##### Records for processing #####

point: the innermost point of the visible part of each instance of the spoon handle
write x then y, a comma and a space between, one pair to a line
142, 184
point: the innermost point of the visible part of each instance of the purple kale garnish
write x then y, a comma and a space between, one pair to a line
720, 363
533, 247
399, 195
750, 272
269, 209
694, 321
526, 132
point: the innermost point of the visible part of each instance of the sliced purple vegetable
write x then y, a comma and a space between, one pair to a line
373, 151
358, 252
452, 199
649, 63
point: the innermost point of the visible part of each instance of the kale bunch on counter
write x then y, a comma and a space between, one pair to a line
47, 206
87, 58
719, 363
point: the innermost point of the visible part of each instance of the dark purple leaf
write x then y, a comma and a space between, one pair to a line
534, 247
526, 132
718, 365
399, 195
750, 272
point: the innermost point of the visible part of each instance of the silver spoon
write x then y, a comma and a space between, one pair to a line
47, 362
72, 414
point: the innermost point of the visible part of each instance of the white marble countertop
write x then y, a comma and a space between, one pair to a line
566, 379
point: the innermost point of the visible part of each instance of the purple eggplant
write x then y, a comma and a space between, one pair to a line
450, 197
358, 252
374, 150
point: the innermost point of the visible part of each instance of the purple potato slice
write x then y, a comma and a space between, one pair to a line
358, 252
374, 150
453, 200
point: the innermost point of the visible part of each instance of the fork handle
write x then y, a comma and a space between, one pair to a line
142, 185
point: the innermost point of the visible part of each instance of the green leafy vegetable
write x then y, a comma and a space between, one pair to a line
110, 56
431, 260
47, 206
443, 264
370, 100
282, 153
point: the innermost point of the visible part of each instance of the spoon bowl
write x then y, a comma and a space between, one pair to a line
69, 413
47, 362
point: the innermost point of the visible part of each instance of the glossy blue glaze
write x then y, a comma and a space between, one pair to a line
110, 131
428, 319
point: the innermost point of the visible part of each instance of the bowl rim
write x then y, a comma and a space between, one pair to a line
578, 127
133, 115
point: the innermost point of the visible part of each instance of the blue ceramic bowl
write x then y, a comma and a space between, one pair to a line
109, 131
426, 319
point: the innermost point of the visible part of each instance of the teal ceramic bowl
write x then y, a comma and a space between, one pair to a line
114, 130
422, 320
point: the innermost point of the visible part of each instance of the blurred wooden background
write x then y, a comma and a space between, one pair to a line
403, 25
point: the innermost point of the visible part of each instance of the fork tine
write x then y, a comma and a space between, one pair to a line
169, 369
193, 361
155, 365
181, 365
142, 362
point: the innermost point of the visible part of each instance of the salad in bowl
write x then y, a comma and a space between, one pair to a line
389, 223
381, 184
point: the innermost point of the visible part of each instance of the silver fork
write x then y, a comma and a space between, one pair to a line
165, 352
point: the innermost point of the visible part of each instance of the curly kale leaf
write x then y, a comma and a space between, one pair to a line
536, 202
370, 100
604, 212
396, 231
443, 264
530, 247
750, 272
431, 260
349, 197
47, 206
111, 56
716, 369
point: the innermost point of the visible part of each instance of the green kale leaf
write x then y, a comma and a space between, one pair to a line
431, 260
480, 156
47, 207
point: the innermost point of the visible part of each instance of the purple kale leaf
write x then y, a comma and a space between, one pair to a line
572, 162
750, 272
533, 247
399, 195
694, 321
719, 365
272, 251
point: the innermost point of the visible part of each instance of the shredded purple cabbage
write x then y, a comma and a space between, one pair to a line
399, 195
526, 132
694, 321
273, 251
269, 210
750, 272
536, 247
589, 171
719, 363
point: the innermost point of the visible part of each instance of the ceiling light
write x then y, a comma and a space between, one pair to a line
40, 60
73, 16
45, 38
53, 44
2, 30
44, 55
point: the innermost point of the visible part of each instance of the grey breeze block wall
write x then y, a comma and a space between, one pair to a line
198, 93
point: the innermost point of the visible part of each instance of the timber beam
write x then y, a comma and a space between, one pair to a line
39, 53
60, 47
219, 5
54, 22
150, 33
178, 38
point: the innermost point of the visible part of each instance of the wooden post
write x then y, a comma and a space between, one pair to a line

#####

Exercise prompt
Switch every "one pair to a line" in the material to "one pair per line", and give the whole material back with nothing else changed.

Result of the task
point: the innermost point of the visible part of each instance of the spoon handle
write x then y, a comma and a space between, one pair per line
142, 184
point: the innermost point of the visible part of each instance of the purple kale garnish
write x then y, a comma and a space between, one pair per line
720, 363
533, 247
399, 195
750, 272
269, 209
694, 321
526, 132
point: the innermost point of the visible part of each instance of the sliced purple vegetable
write x then y, a comma and a space between, one pair per line
373, 151
358, 252
452, 199
649, 63
point: the innermost point of the visible part of each instance of the kale bunch on counter
write x then y, a comma and a space between, one pair per line
47, 206
87, 58
719, 363
point: the innermost point of the visible part of each instance of the dark purple leaf
write x then y, a comma and a space between, one pair per line
534, 247
526, 132
718, 365
399, 195
750, 272
point: the innermost point of the visible part of each instance of the silver spoon
write x then y, a comma and a space between, one pair per line
47, 362
72, 414
point: the innermost point of the visible part of each instance of the white marble countertop
write x then y, a comma and a space between, one pair per line
566, 379
point: the innermost point of the visible part of each instance of the purple eggplant
write x then y, a comma and a space between, one pair per line
450, 197
358, 252
374, 150
point: the innermost point of the visible part of each instance of the purple potato slice
write x then y, a comma and a space between, one pair per line
358, 252
374, 150
453, 200
point: the innermost point of the visible part of each instance of the fork handle
write x then y, a comma and a space between, one pair per line
142, 185
point: the innermost point of the visible part of each instance of the green leafy vegetable
write x then y, a comma and a space between, one pair per line
110, 56
431, 260
47, 206
443, 264
370, 100
282, 153
point: the innermost point of the visible part of each instance of the spoon bowl
write x then y, a comma and a space between, one pair per line
69, 413
47, 362
point: the innermost point of the visible part of each instance of the glossy blue glaze
write x then y, a comma and a space between, one pair per line
110, 131
428, 319
point: the innermost point of the visible part of each instance of the bowl rim
write x then y, a comma and a space between, one pair per line
578, 127
133, 115
point: the innermost point of the visible part of each instance of the blue ceramic bowl
write x then y, a comma and a space between, one pair per line
109, 131
426, 319
point: the innermost point of the visible part of each instance of the teal ceramic bowl
write x then y, a comma and a space between, one pair per line
114, 130
422, 320
point: the innermost point of the visible part of each instance of the blurred wooden background
write x then y, a comma and a space between, one pair per line
403, 25
point: the innermost point of the visible part of each instance of the fork tine
write x then y, a comma and a space between, one pair per line
169, 369
193, 361
155, 365
181, 365
142, 362
point: the innermost point of the visible part of each instance of the salad in bowl
write x then y, a comma and a space between, one pair per line
389, 223
381, 184
point: the innermost point of the visible part of each instance of the silver fork
write x then y, a comma and a space between, one pair per line
165, 352
point: the innermost point of the visible part of each instance of the curly kale leaf
write x then y, a comma and a space between, one pair per line
536, 202
370, 100
604, 212
396, 231
443, 264
530, 247
750, 272
431, 260
349, 197
47, 206
111, 56
716, 369
point: the innermost point of the visible part of each instance of the green kale leaf
write x then y, a comma and a space between, one pair per line
431, 260
480, 156
47, 207
point: the innermost point of the visible part of each instance of the purple kale leaf
write x then y, a comma and a space between, one pair per line
572, 162
750, 272
533, 247
399, 195
694, 321
719, 365
272, 251
point: the innermost point of the visible part of each instance of the shredded purple cabbage
write x then y, a comma and a space between, one pair per line
399, 195
526, 132
694, 321
273, 251
269, 210
750, 272
536, 247
589, 171
719, 363
point: the innermost point of the visible part of each instance of the ceiling light
write x then y, a comma and a space between, one pair per line
40, 60
73, 16
45, 38
53, 44
2, 30
44, 55
point: the innermost point of the visible part of each instance of the grey breeze block wall
write x then y, a comma and a space between, one pair per line
198, 93
point: the innermost point of the visible part of each instance of the timber beam
write x then y, a comma and a space between, one pair per line
39, 53
60, 47
219, 5
54, 22
150, 33
178, 38
point: the innermost point of the visible part of each instance of the wooden post
write x then y, a comma and a space between, one pair per line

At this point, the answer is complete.